Give each child a first (given) name. This is their actual name, that people will call them. 
Children take their family name from their parents. 
So children have two names. 

When you get married, the couple chooses a new name to be their family name. 
So they then have three names: Given name, parent's family name (as middle name), new family name. 

When/if they have their own children, the children take the new family name, and their given names...and so on.

Obviously this has lots of problems: just off the top of my head, there's the loss of continuity (family names don't go down through the generations) and it obviously substantially privileges marriage which some people may not like. But given that the people for who this is an issue are ones who are torn between their progressive values and the charms of tradition, the latter may not be such an issue. And the former is sort of the problem expressed as a positive, as it stands the male line keeps the name through the ages and the female just disappears all the time. 

Anyhoo, I don't expect that anyone would actually do this, but I kinda like it --> especially that it gives the opportunity to actively found a new family with a new identity. 

Oh, and you could follow the Russian practice of identifying people by their first & second names in formal settings , so that you don't have a problem with names changing over a lifetime (i.e. your name since childhood stays your work name, even if you take a new family name). 

P.S. Nobody freak out, I realise I'm the only one keeping my family name going and I have no intention to drop it...
☆ ☆ ☆ ☆ ☆
## [COMPLETE THE FOLLOWING]
A) Reproduce the naming proposal word for word, from "Give each child" up to and including "have two names.".
B) Under the naming proposal, which name becomes a married person's middle name?

## [PROVIDED RECORDS]
☆ ☆ ☆ ☆ ☆
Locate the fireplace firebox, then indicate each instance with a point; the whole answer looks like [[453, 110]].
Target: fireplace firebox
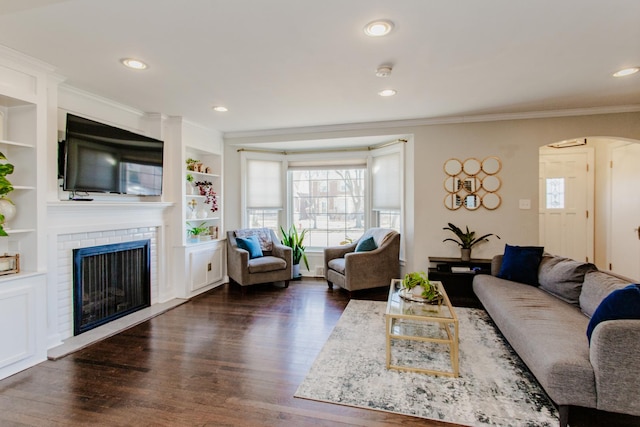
[[109, 282]]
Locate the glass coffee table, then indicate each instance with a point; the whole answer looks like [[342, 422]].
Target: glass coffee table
[[422, 322]]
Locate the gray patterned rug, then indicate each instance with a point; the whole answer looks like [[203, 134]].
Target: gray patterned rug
[[494, 387]]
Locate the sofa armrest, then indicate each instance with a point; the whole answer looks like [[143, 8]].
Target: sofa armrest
[[284, 252], [237, 264], [614, 354]]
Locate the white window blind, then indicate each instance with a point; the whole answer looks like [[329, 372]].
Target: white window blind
[[386, 182], [264, 184]]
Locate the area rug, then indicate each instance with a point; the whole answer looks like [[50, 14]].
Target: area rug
[[494, 387]]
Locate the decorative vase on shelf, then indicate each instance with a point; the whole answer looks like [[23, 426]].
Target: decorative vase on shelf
[[7, 209], [202, 213]]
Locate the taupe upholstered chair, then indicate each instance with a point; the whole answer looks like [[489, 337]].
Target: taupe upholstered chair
[[273, 266], [353, 270]]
☆ ☆ ☆ ☆ ☆
## [SOLUTIONS IN ORDER]
A)
Give each child a first (given) name. This is their actual name, that people will call them. 
Children take their family name from their parents. 
So children have two names.

B) Their parent's family name.